No I didn't mean it like that. Just that TFSA and RESP savings are rather "luxury"-type savings. If you can still make contributions while paying your large mortgage, the obvious solution, if you should lose a job or something, would be to stop paying money into those savings accounts and pay your mortgage instead. Maybe even take money out of those accounts. Not the end of the world.


----------



## lonewolf :) (Sep 13, 2016)

sags said:


> I can"t help but think if the OP can't make it work with their financial situation, there is little hope for anyone else.


 All it takes is to spend a nickle a day more then you earn to cause stress in your life


----------



## AltaRed (Jun 8, 2009)

Am at a loss to understanding the discussion about debt, i.e. the higher mortgage obligation. It is well within the capacity of the OP and spouse to manage with some $4k/month of 'surplus' purchasing power post-fixed costs. Enough to cover almost anything, including TFSA and RESP contributions (I am assuming no RRSP contribution room due to DB pension plan contributions), and having a 6 month emergency fund buffer (TFSA assets could serve as that) to bridge any strike/lockout, near term health issue.


----------



## jessoha (Jul 23, 2019)

AltaRed said:


> Am at a loss to understanding the discussion about debt, i.e. the higher mortgage obligation. It is well within the capacity of the OP and spouse to manage with some $4k/month of 'surplus' purchasing power post-fixed costs. Enough to cover almost anything, including TFSA and RESP contributions (I am assuming no RRSP contribution room due to DB pension plan contributions), and having a 6 month emergency fund buffer (TFSA assets could serve as that) to bridge any strike/lockout, near term health issue.


I can really relate to this thread. i just purchased a home and feel very simliar...I am very stressed right now that mpa is going tp reassess my house at the purchase price which is double the assessment. I kinda feel as though I made an emotional decision as well and bought a house for more than I should have. I find myself looking at much cheaper home looking to sell the house I haven't even moved into for many of the reasons that you also post. 

Looking at the math you have posted I have a payment of 2100$ including taxes but my take net income is only $5200. I was not concerned when I bought but am starting to now and even more so thinking about the possibility of a huge jump in taxes. 


wondering what the thoughts are???screwed?


----------



## AltaRed (Jun 8, 2009)

There is no doubt that increased mortgage payments will give most a 'sinking' feeling in that it is hard to do with less free cash flow than one is used too. It comes down to budgeting and sharpening the pencil to see where things can be cut so that there is truly 'totally free' cash flow available each month. 

Example: My first house really strapped us back in '74 to get into the market, carrying both a 1st and 2nd mortgage. Paid off that 2nd mortgage quickly but over the course of the next 20+ years bought 5+ more houses as a result of corporate moves taking the opportunity to move up each time BUT never biting off more cash flow than we could be comfortable with. Indeed, the last 2 'upgraded' houses were purchased for cash.

WHAT YOU NEED TO DO:
- a) In the mortgage thread above, what monthly payment does jessoha report?
- b) Write the next part of the forum thread on mortgage stress above, continuing from the point where it stops.

INFORMATION SUPPLIED:
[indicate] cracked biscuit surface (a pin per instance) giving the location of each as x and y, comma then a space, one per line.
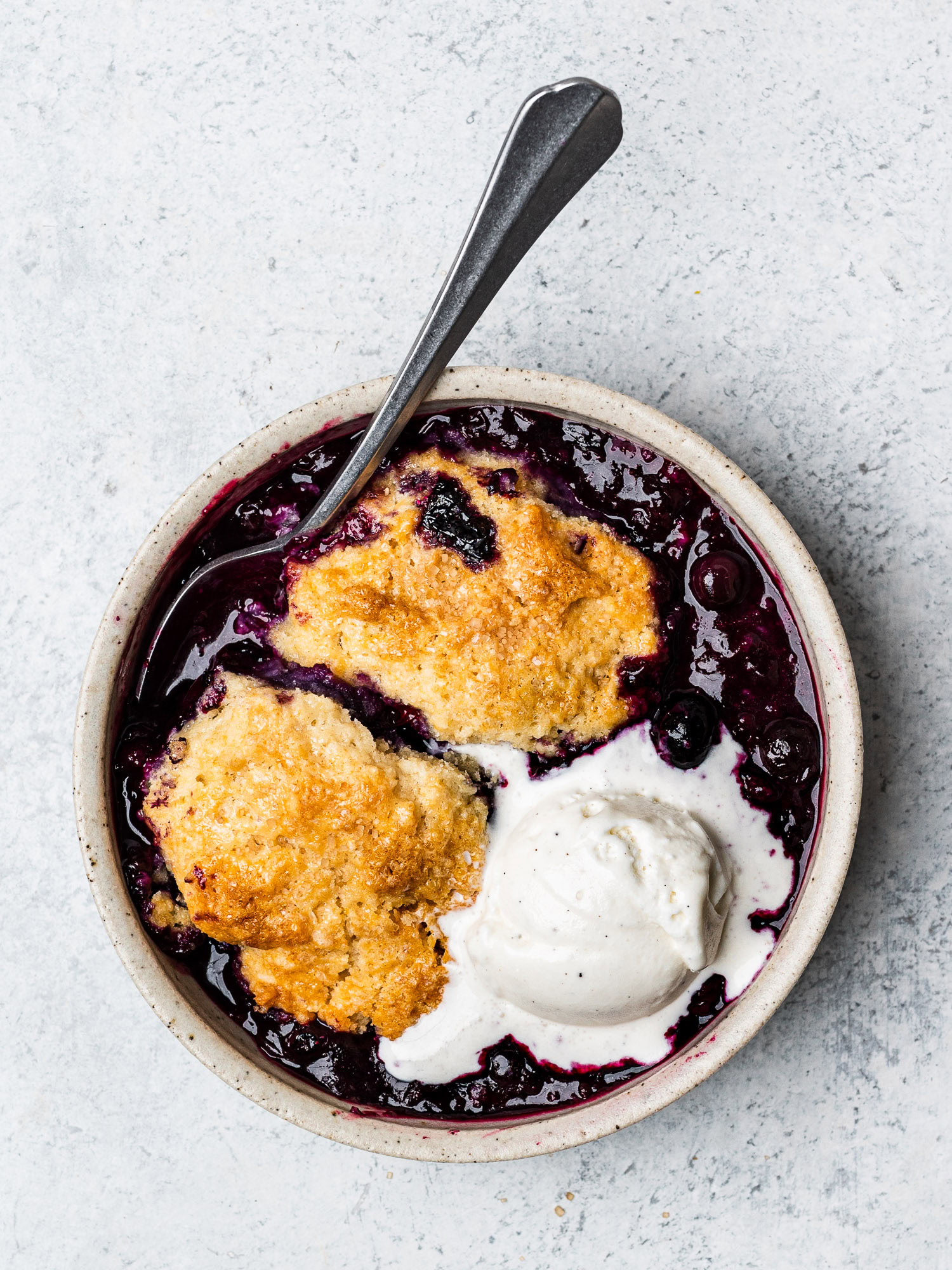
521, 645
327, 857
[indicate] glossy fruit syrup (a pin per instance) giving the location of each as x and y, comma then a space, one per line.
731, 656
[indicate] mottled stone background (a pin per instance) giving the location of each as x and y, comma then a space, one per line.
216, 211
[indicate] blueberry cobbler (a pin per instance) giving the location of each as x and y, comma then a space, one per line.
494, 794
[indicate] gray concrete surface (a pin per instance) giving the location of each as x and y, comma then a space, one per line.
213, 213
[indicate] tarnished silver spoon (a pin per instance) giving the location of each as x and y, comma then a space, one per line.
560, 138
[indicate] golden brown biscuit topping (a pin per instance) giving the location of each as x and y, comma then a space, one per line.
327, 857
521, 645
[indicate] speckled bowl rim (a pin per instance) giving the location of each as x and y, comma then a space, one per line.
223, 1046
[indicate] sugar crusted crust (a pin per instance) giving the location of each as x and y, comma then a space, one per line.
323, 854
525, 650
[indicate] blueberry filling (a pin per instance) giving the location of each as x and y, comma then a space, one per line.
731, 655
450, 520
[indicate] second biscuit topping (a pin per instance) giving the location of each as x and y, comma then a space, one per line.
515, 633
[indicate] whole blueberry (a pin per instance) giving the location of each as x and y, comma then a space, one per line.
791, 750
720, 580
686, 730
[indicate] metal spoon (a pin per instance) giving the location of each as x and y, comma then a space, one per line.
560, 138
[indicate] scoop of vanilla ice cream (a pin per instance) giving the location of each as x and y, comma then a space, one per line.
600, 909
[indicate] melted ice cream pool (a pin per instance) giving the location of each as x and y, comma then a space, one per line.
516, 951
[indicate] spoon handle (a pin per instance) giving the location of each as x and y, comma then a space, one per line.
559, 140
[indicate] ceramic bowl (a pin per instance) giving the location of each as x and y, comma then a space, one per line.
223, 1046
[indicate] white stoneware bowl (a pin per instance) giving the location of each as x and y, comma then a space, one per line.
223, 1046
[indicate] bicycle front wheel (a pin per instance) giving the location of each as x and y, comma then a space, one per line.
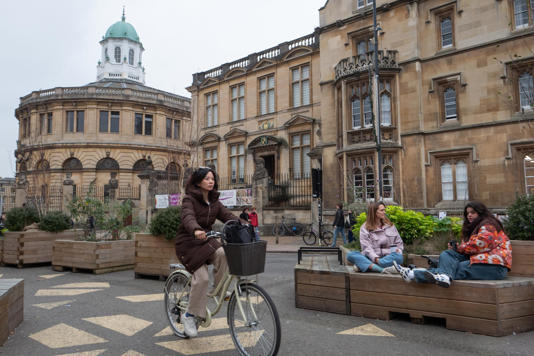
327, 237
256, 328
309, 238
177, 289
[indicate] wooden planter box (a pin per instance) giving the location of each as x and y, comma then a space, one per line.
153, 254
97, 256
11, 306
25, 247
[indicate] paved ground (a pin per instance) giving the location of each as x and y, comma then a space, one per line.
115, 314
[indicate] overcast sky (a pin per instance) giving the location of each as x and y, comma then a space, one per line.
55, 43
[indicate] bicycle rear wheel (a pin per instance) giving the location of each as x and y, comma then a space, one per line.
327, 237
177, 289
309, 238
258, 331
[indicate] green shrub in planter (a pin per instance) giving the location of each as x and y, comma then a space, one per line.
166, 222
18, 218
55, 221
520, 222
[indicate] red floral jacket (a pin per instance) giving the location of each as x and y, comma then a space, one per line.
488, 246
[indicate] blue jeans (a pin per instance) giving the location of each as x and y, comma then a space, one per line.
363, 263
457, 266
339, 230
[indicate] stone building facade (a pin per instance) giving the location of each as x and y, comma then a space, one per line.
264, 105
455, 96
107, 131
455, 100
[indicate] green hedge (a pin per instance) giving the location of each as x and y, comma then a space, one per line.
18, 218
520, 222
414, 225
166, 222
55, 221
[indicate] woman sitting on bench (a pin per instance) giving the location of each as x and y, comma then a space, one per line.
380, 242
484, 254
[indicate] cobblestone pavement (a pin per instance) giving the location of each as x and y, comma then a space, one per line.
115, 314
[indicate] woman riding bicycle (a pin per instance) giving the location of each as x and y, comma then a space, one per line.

ANSWERS BELOW:
- a) $2100, including taxes.

- b)
I know that is just an anecdote and is highly situational for each individual, but the key was (other than that first stretch in '74) to not bite off more than one can chew, including the ability to use accelerated payments to pay down principal. It should not be that hard to do if one is truly being very efficient in their spending. Examples: buying food from bulk barn, getting some consumables from the dollar store, going to value village for used clothing at least for young children, getting all children's toys and books from value village or garage sales (my kids had all the good Fisher Price stuff but not one item was bought new), buying used vehicles, cheap Tuesday movie nights, etc, etc. And we took vacations, getting camping gear and camping rather than using resorts and hotels. We and the kids never felt deprived during those 15 years or so of getting established. No one needs $100/mo worth of cable channels, a 3GB smartphone contract, etc, etc. 

IOW, it is not that hard to drill down into the budget to get rid of unnecessary expenditures to handle the increased costs of a larger home (with increased utilities and taxes) provided one has not reached too far, and provided one has the flexibility to make their TFSA contributions and accelerated mortgage payments.

A payment of $2100 PIT on a net of $5200 leaves almost $3k for all the other needs. Unless one has gotten themselves dug in with credit card balances and auto loan payments, $3k cash flow sounds like pretty reasonable to cover monthly expenses for a couple, or small family. And if you have an auto loan.....why do you?


----------



## Just a Guy (Mar 27, 2012)

jessoha said:


> I can really relate to this thread. i just purchased a home and feel very simliar...I am very stressed right now that mpa is going tp reassess my house at the purchase price which is double the assessment. I kinda feel as though I made an emotional decision as well and bought a house for more than I should have. I find myself looking at much cheaper home looking to sell the house I haven't even moved into for many of the reasons that you also post.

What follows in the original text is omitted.